Given problem 1
Pull out every line in the records below that contains the string "handle", treating uppercase and lowercase as different.

Passage given
---
Distinguishing Faults from Interrupts#
In order to distinguish faults from interrupts, the highest bit of the endpoint/notification badge is set to indicate that the VMM has been unblocked by an interrupt signal. For faults, the remaining lower bits encode the ID of the guest which is faulting (since the VMM uses the same endpoint to handle faults for ALL guests which it starts). For interrupts, the remaining lower bits encode the interrupt ID.
Fault Handling#
Faults generated by the guest first trap into the seL4 kernel, which then performs an seL4_Call()
on behalf of the guest, using its fault endpoint. This blocks the guest-PD until it is either explicitly resumed by the VMM, or it receives a reply.
Upon receiving the fault, the VMM handles it and, in some cases, manually resumes the guest-PD by increasing the guest’s program counter and writing to its TCB registers. In other cases (particularly during interrupts), the VMM resumes the guest-PD by performing an seL4_Reply()
.
An overview of how the guest, VMM, and Kernel interact when handling faults or interrupts is show below:

A sequence diagram of the fault handling process is show below:

Interrupt Forwarding#
Devices that have not been passed-through to the guest will forward interrupts to the seL4 kernel.
---
Data to process
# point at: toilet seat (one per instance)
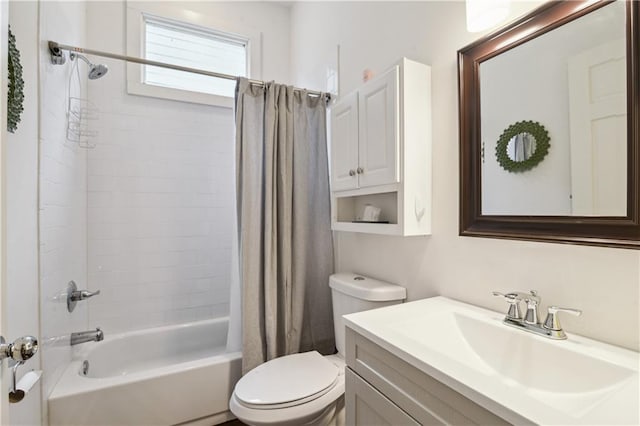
(287, 381)
(298, 413)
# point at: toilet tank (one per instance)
(356, 293)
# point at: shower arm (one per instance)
(57, 57)
(74, 55)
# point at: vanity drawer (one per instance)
(366, 406)
(421, 396)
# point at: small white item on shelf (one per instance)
(371, 213)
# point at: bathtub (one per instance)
(161, 376)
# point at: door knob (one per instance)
(20, 350)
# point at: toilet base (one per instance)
(332, 415)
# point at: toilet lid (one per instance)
(287, 381)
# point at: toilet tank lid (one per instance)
(366, 288)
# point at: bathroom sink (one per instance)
(519, 374)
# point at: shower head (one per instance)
(95, 70)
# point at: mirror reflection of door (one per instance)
(597, 114)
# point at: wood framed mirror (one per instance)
(572, 66)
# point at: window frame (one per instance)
(172, 16)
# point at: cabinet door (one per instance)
(344, 143)
(379, 130)
(366, 406)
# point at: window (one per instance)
(194, 38)
(185, 45)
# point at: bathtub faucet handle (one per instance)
(74, 295)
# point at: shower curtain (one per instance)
(284, 227)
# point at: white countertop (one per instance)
(519, 376)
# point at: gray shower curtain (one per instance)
(284, 226)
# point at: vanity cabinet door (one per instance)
(344, 143)
(379, 110)
(366, 406)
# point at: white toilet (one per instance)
(308, 388)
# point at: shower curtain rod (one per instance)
(56, 52)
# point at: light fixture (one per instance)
(483, 14)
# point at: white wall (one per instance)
(161, 180)
(22, 209)
(63, 194)
(444, 263)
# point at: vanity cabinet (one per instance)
(383, 389)
(381, 153)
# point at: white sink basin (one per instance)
(574, 381)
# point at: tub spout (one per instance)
(87, 336)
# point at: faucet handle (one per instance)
(552, 323)
(513, 299)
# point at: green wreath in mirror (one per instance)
(522, 146)
(15, 93)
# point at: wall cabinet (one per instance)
(381, 153)
(383, 389)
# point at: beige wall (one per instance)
(603, 282)
(22, 209)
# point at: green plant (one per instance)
(16, 86)
(536, 130)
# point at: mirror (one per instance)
(555, 96)
(521, 147)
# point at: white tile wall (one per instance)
(63, 195)
(160, 182)
(160, 200)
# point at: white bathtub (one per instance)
(161, 376)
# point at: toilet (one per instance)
(308, 388)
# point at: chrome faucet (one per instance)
(550, 328)
(87, 336)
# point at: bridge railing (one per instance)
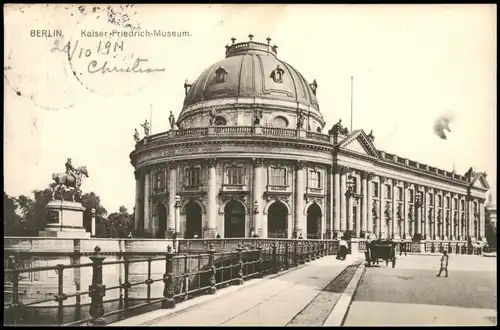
(186, 276)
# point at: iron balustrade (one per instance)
(186, 276)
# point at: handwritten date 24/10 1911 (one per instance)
(102, 49)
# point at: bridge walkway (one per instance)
(301, 296)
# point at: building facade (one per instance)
(249, 155)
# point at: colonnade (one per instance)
(405, 211)
(447, 216)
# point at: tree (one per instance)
(12, 225)
(35, 215)
(120, 223)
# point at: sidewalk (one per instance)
(269, 301)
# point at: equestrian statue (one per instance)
(70, 181)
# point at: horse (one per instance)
(65, 182)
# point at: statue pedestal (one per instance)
(64, 219)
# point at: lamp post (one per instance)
(92, 217)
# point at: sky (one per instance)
(411, 64)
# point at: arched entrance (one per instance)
(193, 220)
(160, 216)
(277, 220)
(313, 221)
(234, 220)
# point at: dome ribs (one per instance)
(291, 77)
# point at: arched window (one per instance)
(280, 122)
(220, 121)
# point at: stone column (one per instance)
(369, 203)
(421, 212)
(177, 219)
(393, 222)
(299, 198)
(350, 213)
(137, 212)
(405, 232)
(381, 217)
(258, 182)
(452, 217)
(359, 205)
(147, 196)
(446, 217)
(364, 203)
(427, 224)
(434, 217)
(331, 213)
(211, 232)
(460, 219)
(337, 201)
(343, 202)
(482, 220)
(172, 191)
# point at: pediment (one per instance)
(480, 182)
(359, 143)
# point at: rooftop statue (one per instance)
(257, 117)
(146, 127)
(212, 117)
(300, 120)
(371, 136)
(171, 120)
(136, 136)
(338, 129)
(70, 181)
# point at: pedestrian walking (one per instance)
(444, 264)
(342, 249)
(402, 248)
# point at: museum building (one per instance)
(250, 154)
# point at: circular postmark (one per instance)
(106, 55)
(30, 70)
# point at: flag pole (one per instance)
(352, 92)
(151, 118)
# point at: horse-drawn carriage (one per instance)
(381, 249)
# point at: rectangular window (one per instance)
(235, 175)
(160, 180)
(193, 176)
(375, 189)
(400, 194)
(314, 179)
(388, 192)
(278, 176)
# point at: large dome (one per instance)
(249, 68)
(251, 73)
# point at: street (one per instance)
(410, 294)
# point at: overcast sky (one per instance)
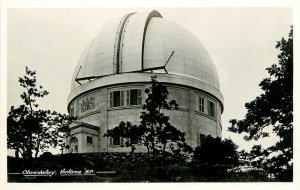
(241, 41)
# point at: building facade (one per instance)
(116, 67)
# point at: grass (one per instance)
(127, 168)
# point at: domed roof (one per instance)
(139, 42)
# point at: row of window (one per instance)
(131, 97)
(120, 141)
(209, 105)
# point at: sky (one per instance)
(241, 41)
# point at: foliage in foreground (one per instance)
(273, 108)
(155, 131)
(30, 128)
(215, 151)
(128, 167)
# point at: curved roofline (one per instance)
(127, 78)
(151, 15)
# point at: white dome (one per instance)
(140, 41)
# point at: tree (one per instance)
(215, 151)
(155, 131)
(273, 108)
(30, 128)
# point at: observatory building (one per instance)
(116, 67)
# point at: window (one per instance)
(133, 97)
(201, 104)
(211, 108)
(200, 139)
(89, 140)
(72, 110)
(116, 98)
(116, 141)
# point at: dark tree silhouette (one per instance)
(215, 151)
(155, 131)
(30, 128)
(273, 108)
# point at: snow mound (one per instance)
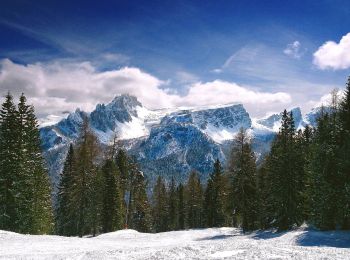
(212, 243)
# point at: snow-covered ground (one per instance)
(213, 243)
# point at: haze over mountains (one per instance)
(171, 142)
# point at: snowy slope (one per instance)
(214, 243)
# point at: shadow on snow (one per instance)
(340, 239)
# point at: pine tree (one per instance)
(123, 163)
(344, 152)
(181, 208)
(244, 180)
(87, 152)
(41, 208)
(214, 198)
(65, 210)
(193, 196)
(9, 158)
(172, 202)
(140, 211)
(160, 207)
(283, 166)
(111, 212)
(328, 191)
(24, 183)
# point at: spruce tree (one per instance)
(172, 205)
(111, 212)
(9, 165)
(283, 166)
(87, 152)
(214, 198)
(181, 208)
(193, 196)
(160, 206)
(65, 211)
(344, 152)
(140, 210)
(41, 208)
(244, 182)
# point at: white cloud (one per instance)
(293, 50)
(332, 55)
(57, 87)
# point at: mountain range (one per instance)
(169, 142)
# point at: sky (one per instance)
(268, 55)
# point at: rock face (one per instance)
(166, 142)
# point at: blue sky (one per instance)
(261, 47)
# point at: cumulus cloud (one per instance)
(57, 87)
(332, 55)
(293, 50)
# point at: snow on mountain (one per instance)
(171, 142)
(211, 243)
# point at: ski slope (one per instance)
(213, 243)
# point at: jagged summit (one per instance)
(170, 142)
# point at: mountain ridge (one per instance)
(170, 142)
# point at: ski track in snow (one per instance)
(212, 243)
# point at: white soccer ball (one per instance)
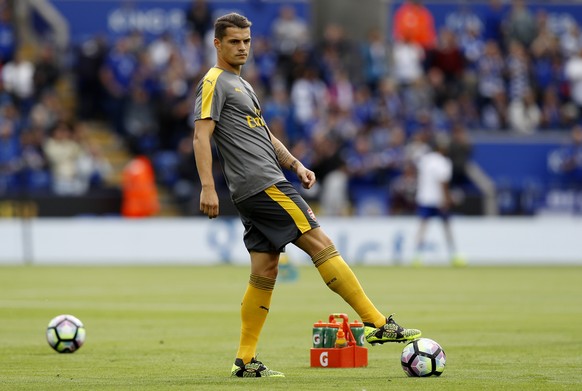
(65, 333)
(423, 357)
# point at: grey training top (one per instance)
(245, 150)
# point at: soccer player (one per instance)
(433, 197)
(272, 211)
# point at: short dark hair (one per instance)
(229, 20)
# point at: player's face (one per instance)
(234, 48)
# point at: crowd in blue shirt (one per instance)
(365, 108)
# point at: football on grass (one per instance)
(423, 357)
(65, 333)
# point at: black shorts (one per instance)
(274, 218)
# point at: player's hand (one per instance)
(306, 176)
(209, 203)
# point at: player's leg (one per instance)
(254, 310)
(340, 278)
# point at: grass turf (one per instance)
(166, 328)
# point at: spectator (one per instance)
(433, 199)
(414, 22)
(46, 70)
(449, 59)
(34, 173)
(376, 58)
(47, 112)
(573, 73)
(408, 59)
(88, 60)
(518, 70)
(94, 169)
(566, 161)
(8, 39)
(140, 121)
(464, 21)
(524, 114)
(199, 17)
(192, 54)
(493, 21)
(17, 76)
(309, 98)
(402, 191)
(551, 110)
(571, 40)
(460, 152)
(289, 32)
(116, 75)
(9, 158)
(490, 74)
(63, 154)
(521, 24)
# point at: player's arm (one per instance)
(447, 201)
(203, 130)
(290, 162)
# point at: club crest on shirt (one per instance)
(311, 214)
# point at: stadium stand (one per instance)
(508, 75)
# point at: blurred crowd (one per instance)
(358, 113)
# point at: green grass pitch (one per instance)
(176, 328)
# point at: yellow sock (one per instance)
(254, 311)
(341, 279)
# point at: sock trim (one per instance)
(263, 283)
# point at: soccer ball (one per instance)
(65, 333)
(423, 357)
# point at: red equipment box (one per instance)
(350, 356)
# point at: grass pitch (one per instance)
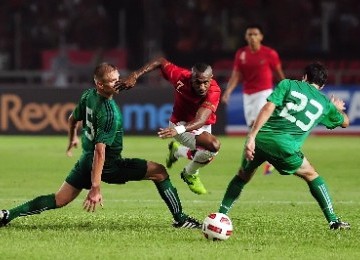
(275, 218)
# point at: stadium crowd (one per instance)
(185, 30)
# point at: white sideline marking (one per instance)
(207, 201)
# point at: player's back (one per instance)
(300, 106)
(102, 122)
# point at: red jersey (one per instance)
(256, 68)
(187, 102)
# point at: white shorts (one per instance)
(188, 138)
(253, 104)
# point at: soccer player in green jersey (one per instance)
(102, 143)
(279, 131)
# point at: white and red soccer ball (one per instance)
(217, 226)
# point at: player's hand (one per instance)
(92, 199)
(225, 98)
(250, 149)
(339, 103)
(126, 83)
(167, 132)
(72, 144)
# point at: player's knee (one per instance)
---
Given problem 2
Name every section heading in the seL4 VMM passage above.

Final result 1
# point at: bathtub faucet handle (one per instance)
# point at: faucet handle (one per instance)

Final result 2
Distinguishing Faults from Interrupts
Fault Handling
Interrupt Forwarding